▶ Provided text:

Initial response has been phenomenal and there are now 177 shops live on the site. Averaging a staggering 10,000 hits per day after just a few short weeks – that’s around 2% of the population – this is surely a clear indication that Luxembourg is more than ready to embrace its creative potential. The couple have plans to add a directory of sorts to the site, covering local events, markets and happenings related to everything handmade and second-hand. There is talk of organising meet-ups and events, and even promotional videos and potentially a catalogue to help promote the work of the creators using the site. Networking and collaboration is key, and they aim to foster and encourage relationships to facilitate these ideas. But above all they hope to inspire others to do the same, to get involved, take up a craft or just explore the idea of buying local and handmade.
Above: a selection of some of the handmade creations available via the site.
In person, their warmth and empathy is infectious but it’s their own connection that is so endearing – they have the air of true soul mates – and where Mina has the more gregarious and bubbly nature, Thierry’s gentle, but deadpan humour makes for quite a giggle too. For Mina, it’s a happy life that is a long way from war-torn Iran, the country in which she was born, but was forced to flee with her parents at just 5 months of age during the revolution of 1980. Her parents, peaceful followers of a religion that celebrates tolerance and unity across all religions, became targets, and were persecuted.
Her father had already gone ahead to Luxembourg to arrange everything for their impending exile, but the situation worsened and her Mother was then forced to flea suddenly, carrying baby Mina in a handbag, alongside her two brothers, aged just 5 and 7, and a single suitcase containing everything she could carry. From there they endured a three-day journey on a bus from Tehran to Istanbul, before flying to Italy where she was able to stay for two weeks while they arranged for the four of them to come to Luxembourg “She had to leave by bus because Iraq invaded and the airports were all closed. That’s exactly the start of the Iran/Iraq war, which lasted 8 years. So when I think of myself here, and that I could have lived 8 years there, all the things I owe to them right now because they left, really, everything behind”.
“I really do believe that it is through talking, through getting to know people that you let go of prejudice. You let go of all these things that stops us from being together, and just living”
It’s quite a story and while there is a somewhat happy ending – her parents settled and have done very well here in Luxembourg and the children have grown and are now pursing successful careers themselves – Mina admits that, for her parents, there remains a sense of longing “they went through a lot, for a religion that actually promotes that we should live in peace. So it is a very contradictory thing. I’m just thankful that we could end up here in a safe country where they could very easily find a job again”.
Whether it’s hardwired into her genetics, or a conscious need to give back, it’s clear Mina is driven by an infectious positivity to make the world a better place “I really do believe that it is through talking, through getting to know people that you let go of prejudice. You let go of all these things that stops us from being together, and just living”. Together with Thierry, and their creative vision for Yourshop taking off on home turf, it’s sure to be a case of mission: accomplished.

▶ Check your understanding:
1: Rewrite the Yourshop article from "Initial response has" up to and including "local and handmade.", substituting "remarkable" for "phenomenal".
2: Answer these questions from the Yourshop article:
(a) How many shops are live on the site?
(b) In what year did the revolution take place during which Mina's family fled Iran?
(c) How long did the bus journey from Tehran to Istanbul last?
The records are not needed for this work.

▶ Records supplied:
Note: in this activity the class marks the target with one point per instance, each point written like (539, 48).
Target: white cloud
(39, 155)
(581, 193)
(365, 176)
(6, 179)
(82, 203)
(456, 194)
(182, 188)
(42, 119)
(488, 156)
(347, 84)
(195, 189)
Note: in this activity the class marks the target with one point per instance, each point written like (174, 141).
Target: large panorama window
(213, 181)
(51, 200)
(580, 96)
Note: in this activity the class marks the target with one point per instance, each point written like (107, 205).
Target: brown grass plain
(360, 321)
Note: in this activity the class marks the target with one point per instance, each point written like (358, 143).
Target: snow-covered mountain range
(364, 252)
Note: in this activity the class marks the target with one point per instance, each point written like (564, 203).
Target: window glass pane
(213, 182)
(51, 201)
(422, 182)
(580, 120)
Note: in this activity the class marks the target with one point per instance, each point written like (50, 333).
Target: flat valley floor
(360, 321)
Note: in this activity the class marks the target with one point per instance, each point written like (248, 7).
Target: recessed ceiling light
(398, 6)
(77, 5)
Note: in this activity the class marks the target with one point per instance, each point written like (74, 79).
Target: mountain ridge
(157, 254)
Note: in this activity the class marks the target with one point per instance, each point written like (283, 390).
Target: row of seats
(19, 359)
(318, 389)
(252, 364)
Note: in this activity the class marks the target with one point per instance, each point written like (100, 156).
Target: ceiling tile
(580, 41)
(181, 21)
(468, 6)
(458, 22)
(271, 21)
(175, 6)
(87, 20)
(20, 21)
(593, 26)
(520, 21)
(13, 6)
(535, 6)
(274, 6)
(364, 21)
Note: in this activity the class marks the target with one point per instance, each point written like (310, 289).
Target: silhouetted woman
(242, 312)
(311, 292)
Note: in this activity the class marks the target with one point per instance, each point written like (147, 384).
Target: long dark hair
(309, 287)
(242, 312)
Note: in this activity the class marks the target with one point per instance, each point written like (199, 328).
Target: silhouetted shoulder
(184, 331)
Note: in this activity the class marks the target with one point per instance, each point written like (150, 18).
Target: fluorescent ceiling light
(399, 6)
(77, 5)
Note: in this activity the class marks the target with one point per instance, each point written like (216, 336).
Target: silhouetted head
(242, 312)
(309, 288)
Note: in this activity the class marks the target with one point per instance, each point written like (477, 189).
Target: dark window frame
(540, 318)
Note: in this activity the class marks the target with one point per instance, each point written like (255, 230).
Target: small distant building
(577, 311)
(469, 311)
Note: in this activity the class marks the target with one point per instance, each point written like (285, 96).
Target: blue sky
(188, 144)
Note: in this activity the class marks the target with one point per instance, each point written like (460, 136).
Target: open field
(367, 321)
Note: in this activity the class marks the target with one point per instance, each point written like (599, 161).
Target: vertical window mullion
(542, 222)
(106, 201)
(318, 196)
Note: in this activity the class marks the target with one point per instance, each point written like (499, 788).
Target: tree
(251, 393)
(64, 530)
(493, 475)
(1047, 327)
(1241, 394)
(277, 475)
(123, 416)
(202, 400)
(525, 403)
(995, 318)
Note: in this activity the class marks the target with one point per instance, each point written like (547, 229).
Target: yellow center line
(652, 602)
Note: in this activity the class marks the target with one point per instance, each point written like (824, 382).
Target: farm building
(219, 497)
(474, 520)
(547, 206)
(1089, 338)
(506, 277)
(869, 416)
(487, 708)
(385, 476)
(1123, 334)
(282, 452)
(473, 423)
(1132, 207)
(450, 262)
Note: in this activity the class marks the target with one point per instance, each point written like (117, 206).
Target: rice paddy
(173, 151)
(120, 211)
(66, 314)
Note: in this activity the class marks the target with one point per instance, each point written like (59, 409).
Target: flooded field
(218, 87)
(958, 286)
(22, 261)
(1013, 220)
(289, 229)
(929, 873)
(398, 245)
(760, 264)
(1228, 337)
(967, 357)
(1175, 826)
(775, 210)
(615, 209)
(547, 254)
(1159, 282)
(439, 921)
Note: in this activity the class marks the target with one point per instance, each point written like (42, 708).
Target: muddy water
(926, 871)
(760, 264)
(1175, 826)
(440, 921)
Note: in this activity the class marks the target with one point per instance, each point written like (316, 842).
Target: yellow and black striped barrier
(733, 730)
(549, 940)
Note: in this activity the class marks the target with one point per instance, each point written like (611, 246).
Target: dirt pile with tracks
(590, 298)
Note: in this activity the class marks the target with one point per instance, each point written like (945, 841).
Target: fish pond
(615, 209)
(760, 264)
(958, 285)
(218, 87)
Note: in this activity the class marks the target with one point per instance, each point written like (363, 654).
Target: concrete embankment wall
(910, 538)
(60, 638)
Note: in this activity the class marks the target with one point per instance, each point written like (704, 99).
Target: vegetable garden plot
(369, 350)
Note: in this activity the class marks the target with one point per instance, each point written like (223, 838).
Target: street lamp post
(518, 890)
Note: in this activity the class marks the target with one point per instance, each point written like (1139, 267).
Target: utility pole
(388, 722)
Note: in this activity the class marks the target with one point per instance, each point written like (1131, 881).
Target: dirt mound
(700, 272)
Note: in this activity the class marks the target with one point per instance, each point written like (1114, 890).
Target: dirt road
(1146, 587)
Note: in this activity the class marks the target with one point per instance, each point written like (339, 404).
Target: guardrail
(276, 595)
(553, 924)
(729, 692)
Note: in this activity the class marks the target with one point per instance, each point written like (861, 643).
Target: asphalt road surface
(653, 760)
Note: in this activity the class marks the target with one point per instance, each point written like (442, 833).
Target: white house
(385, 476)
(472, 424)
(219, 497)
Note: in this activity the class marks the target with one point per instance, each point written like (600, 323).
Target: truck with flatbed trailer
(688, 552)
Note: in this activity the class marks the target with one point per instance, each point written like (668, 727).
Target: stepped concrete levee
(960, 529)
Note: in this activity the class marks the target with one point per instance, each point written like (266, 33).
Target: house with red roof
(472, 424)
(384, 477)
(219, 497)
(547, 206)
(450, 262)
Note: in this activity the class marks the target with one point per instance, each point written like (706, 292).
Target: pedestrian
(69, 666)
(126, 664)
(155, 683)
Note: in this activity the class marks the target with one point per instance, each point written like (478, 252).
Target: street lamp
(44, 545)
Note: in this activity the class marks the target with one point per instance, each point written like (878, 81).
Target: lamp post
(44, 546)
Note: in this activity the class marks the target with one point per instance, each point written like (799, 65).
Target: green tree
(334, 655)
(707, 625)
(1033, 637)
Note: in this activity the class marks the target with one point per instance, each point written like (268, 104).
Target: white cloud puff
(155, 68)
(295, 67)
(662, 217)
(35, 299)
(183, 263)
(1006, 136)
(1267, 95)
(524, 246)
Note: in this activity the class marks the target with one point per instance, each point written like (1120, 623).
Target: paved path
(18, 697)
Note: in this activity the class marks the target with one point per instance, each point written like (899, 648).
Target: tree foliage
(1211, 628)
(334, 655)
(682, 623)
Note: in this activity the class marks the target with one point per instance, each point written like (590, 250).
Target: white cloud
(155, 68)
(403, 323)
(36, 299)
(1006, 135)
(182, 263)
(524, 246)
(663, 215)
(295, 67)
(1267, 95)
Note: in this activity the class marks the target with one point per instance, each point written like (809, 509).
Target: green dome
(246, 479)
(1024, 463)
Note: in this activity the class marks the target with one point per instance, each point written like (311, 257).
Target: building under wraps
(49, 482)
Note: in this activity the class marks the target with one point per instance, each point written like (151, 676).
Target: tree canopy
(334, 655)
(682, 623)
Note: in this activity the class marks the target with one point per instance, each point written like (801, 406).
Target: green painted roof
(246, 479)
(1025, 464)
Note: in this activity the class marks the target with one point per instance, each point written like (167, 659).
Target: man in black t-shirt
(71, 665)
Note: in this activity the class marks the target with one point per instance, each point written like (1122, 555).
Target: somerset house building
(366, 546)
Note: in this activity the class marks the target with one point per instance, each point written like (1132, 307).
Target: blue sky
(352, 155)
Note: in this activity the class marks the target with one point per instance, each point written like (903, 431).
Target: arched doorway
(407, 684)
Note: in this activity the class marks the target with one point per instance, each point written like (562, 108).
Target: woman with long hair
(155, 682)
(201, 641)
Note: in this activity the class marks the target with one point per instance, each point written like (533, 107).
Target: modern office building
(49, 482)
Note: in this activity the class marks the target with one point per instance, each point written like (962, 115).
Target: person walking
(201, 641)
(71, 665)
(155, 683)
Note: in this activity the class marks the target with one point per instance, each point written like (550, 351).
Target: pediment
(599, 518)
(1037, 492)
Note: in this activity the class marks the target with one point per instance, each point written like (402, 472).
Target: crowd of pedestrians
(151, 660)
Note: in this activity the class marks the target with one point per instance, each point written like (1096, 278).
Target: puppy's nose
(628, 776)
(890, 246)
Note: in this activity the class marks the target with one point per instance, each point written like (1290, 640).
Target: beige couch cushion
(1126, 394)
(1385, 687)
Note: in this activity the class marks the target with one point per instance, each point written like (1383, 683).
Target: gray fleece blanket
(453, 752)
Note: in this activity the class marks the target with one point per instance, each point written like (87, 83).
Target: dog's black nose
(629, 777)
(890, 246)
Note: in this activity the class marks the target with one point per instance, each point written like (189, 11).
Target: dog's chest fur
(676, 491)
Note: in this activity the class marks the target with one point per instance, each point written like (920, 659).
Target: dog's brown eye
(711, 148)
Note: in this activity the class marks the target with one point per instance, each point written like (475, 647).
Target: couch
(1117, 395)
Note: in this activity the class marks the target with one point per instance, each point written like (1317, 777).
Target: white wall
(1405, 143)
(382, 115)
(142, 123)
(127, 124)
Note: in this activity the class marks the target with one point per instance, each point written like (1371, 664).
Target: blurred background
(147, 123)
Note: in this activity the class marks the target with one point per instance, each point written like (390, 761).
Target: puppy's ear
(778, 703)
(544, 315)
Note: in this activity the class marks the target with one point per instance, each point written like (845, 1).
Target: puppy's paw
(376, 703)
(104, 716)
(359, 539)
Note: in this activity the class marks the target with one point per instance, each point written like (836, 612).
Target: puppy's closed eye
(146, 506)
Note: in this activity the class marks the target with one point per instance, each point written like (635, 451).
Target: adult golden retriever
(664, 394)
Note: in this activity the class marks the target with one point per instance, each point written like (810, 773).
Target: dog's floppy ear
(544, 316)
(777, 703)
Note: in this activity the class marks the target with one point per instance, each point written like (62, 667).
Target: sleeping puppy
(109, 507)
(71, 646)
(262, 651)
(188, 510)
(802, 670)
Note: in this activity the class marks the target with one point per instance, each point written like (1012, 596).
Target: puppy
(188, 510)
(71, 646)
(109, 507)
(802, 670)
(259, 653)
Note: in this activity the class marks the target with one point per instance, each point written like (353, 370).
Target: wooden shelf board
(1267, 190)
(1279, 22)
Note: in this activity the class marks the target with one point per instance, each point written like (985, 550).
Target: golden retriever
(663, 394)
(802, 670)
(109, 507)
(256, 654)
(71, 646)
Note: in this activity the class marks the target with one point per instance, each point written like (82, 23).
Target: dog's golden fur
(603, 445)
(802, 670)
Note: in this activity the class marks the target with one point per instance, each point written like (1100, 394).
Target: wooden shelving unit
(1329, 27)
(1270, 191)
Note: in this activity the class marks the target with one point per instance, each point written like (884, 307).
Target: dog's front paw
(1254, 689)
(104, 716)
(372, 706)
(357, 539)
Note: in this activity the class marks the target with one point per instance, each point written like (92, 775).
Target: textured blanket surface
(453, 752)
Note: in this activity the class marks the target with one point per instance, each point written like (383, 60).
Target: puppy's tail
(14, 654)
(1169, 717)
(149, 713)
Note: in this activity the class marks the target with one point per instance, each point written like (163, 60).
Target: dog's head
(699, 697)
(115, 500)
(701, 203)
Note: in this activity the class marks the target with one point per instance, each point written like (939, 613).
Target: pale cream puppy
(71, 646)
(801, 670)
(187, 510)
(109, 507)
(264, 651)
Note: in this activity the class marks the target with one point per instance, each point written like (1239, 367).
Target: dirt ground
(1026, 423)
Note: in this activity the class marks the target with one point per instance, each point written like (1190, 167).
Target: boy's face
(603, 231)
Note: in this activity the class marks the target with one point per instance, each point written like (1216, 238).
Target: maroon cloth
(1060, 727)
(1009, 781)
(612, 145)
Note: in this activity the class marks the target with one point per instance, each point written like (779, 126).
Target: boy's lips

▶ Solutions per task:
1:
Initial response has been remarkable and there are now 177 shops live on the site. Averaging a staggering 10,000 hits per day after just a few short weeks – that’s around 2% of the population – this is surely a clear indication that Luxembourg is more than ready to embrace its creative potential. The couple have plans to add a directory of sorts to the site, covering local events, markets and happenings related to everything handmade and second-hand. There is talk of organising meet-ups and events, and even promotional videos and potentially a catalogue to help promote the work of the creators using the site. Networking and collaboration is key, and they aim to foster and encourage relationships to facilitate these ideas. But above all they hope to inspire others to do the same, to get involved, take up a craft or just explore the idea of buying local and handmade.

2:
(a) 177
(b) 1980
(c) Three days